» EXCERPT TO READ:

========================

THE ORANGE BOWL: VIRGINIA TECH VS. KANSAS
That's right, folks. Kansas, not Missouri, is in the BCS. This is absolute garbage. Missouri beat Kansas, played a much tougher schedule, and lost twice to a BCS team that is good enough to have played in the national title game. Kansas played a crap schedule and got dominated by the Tigers (despite what the score says). Mizzou didn't get in because there can't be three teams from one conference in the BCS. The BCS people thought Kansas deserved it more than Mizzou. To them, I say, Fack you. With Mizzou out, that cleared the way for...
THE ROSE BOWL: ILLINOIS VS. USC
Yes, Illinois, with three losses, is in the BCS. They were the only team to beat Ohio State, but they also lost to Iowa and Michigan. I take solace in the fact that USC, the hottest team in college football, will absolutely destroy them and Scott Van Pelt will say "BOOTYOOTYOOTYOOTY ROCKIN EVERYDAY!" hopefully multiple times on Sportscenter on January 1st. That and the unfathomable number of Juice Williams puns and jokes will make this game worth it.
THE FIESTA BOWL: OKLAHOMA VS. WEST VIRGINIA
Holy hell this game's gonna be fun. Has the potential to be the best game of the bunch. After not getting into the national championship by losing to Pittsburgh, the Mountaineers get a crack at the Sooners. I said OSU and LSU were two of the three best teams in the country, Oklahoma was my third team. So even though they're not playing in the actual title game, WVU and Rich Rodriguez should know the Sooners are the cream of the crop. Tons of points, running the football, and a chance for Sam Bradford to start polishing his Heisman resume for next year.

========================

» GIVEN MATERIAL:
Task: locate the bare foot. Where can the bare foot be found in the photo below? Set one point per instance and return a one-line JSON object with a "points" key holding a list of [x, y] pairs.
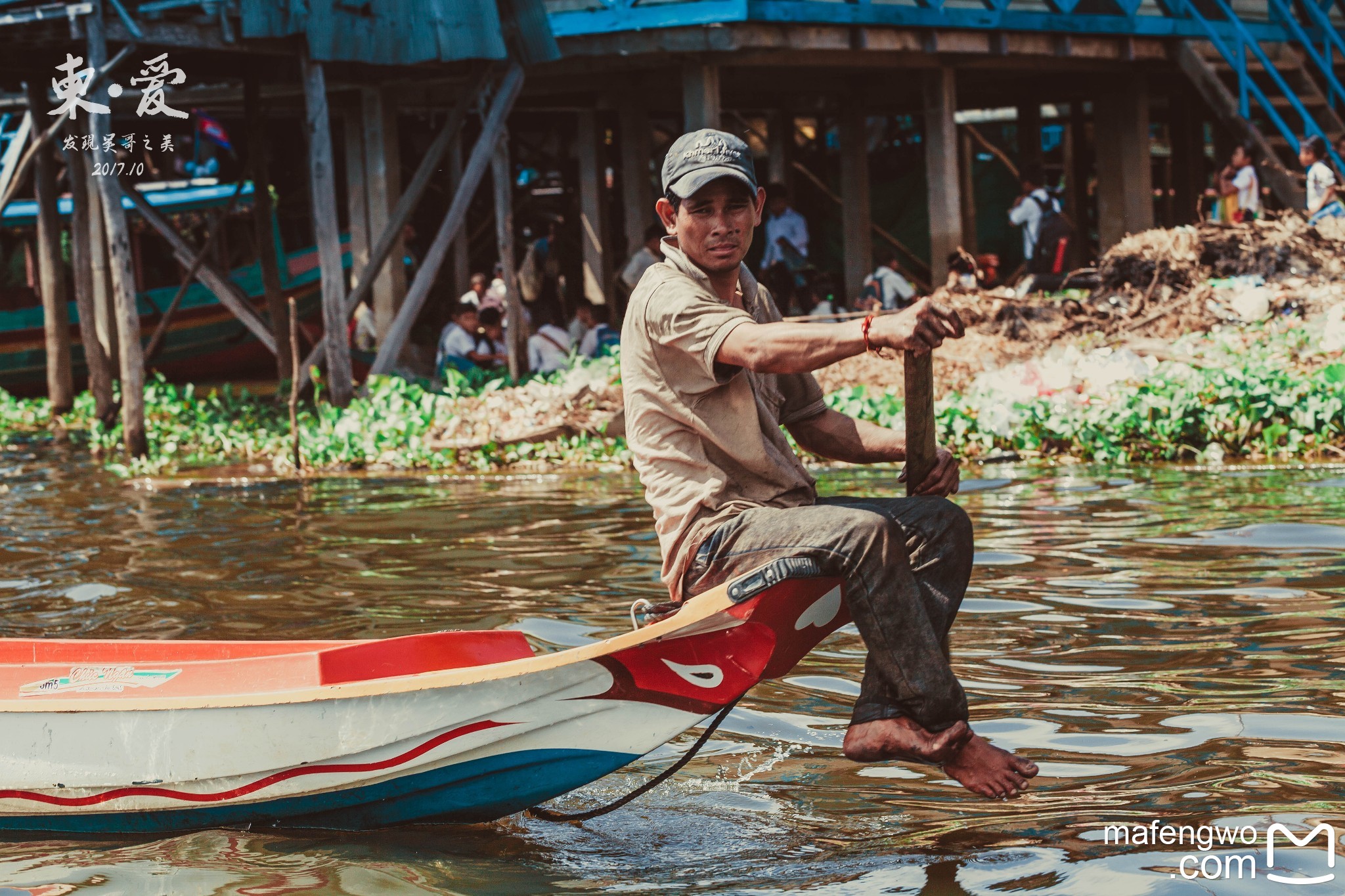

========================

» SET TASKS:
1. Summarize the bowl preview in two sentences.
2. Please reproduce word for word the part of the bowl preview from "THE ORANGE BOWL: VIRGINIA" up to and including "the way for...".
The material has no connection to the bowl preview.

» SOLUTIONS BY TASK:
1. Kansas, not Missouri, made the BCS to face Virginia Tech in the Orange Bowl, even though Missouri beat Kansas and played a much tougher schedule, because one conference can't have three teams in the BCS. Three-loss Illinois meets USC in the Rose Bowl, where USC is expected to destroy them, and Oklahoma versus West Virginia in the Fiesta Bowl has the potential to be the best game of the bunch.

2.
THE ORANGE BOWL: VIRGINIA TECH VS. KANSAS
That's right, folks. Kansas, not Missouri, is in the BCS. This is absolute garbage. Missouri beat Kansas, played a much tougher schedule, and lost twice to a BCS team that is good enough to have played in the national title game. Kansas played a crap schedule and got dominated by the Tigers (despite what the score says). Mizzou didn't get in because there can't be three teams from one conference in the BCS. The BCS people thought Kansas deserved it more than Mizzou. To them, I say, Fack you. With Mizzou out, that cleared the way for...